** EXTRAIT **
Alors que le 2ᵉ Congrès ordinaire du RHDP l’a reconduit à la tête du parti et s’est soldé par une motion unanime en faveur de sa candidature en 2025, Alassane Ouattara a préféré la prudence à l’enthousiasme, la réserve à l’engagement. Au lieu de répondre aux attentes brûlantes de ses militants, il a lancé : « Je prendrai dans les jours qui viennent, après mûre réflexion, en âme et conscience, une décision ». Une formule déjà entendue, un rendez-vous différé qui n’a pas le parfum de la sérénité.

Une fébrilité qui interroge

Cette posture ambiguë, loin de renforcer l’autorité du Président, trahit un malaise. Car refuser de trancher dans un moment aussi stratégique pour son camp, c’est aussi exposer le RHDP à l’incertitude. En politique, l’indécision est rarement neutre : elle sème le doute, affaiblit les lignes, empêche la projection. Le RHDP sort certes uni du Congrès, mais suspendu à la parole d’un homme. Et c’est bien là le problème : sans clarification, l’élan peut vite se muer en frustration.

** ENTRÉES DE DONNÉES **
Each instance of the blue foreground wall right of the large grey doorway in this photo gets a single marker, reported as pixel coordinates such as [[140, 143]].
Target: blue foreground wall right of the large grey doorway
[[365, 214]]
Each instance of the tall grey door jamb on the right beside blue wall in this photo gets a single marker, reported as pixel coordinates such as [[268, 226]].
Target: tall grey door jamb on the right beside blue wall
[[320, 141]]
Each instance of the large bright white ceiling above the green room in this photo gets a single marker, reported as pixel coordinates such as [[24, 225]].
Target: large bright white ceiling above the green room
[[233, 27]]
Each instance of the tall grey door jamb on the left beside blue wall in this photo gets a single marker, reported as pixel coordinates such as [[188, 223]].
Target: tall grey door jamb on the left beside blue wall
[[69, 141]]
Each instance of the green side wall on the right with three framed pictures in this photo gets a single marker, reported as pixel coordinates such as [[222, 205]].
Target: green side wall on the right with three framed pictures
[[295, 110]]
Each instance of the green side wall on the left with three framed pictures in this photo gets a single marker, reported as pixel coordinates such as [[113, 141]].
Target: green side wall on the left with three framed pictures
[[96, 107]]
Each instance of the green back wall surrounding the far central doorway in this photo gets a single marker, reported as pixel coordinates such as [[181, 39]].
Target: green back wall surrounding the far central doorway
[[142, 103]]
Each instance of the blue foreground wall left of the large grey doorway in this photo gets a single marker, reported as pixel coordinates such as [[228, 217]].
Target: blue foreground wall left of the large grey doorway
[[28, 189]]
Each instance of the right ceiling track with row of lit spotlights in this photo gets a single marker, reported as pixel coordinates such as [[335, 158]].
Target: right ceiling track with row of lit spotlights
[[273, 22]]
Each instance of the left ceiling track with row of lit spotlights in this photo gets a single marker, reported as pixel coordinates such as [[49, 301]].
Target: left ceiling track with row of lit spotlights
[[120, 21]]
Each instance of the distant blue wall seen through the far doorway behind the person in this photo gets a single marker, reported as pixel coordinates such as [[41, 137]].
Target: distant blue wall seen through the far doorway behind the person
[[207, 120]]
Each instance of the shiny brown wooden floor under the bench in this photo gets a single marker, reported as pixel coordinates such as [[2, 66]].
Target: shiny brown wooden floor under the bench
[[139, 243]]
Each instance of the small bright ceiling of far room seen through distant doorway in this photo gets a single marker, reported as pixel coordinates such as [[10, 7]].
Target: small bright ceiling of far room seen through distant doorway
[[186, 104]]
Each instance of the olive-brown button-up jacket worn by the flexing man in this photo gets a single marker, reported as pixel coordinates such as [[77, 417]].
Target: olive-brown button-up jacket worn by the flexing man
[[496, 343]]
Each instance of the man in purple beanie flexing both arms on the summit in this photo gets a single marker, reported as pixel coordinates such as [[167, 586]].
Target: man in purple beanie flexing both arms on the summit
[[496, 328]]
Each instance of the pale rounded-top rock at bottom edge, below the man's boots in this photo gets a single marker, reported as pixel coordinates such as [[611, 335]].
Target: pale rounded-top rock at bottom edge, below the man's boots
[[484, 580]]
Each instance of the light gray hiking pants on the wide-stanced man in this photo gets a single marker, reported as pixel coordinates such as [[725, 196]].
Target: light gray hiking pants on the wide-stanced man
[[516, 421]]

** CONSIGNE **
Recopiez sans rien changer tout ce qui va de « Alors que le » jusqu'à « de la sérénité. » dans l'extrait sur le RHDP.

** RÉPONSE **
Alors que le 2ᵉ Congrès ordinaire du RHDP l’a reconduit à la tête du parti et s’est soldé par une motion unanime en faveur de sa candidature en 2025, Alassane Ouattara a préféré la prudence à l’enthousiasme, la réserve à l’engagement. Au lieu de répondre aux attentes brûlantes de ses militants, il a lancé : « Je prendrai dans les jours qui viennent, après mûre réflexion, en âme et conscience, une décision ». Une formule déjà entendue, un rendez-vous différé qui n’a pas le parfum de la sérénité.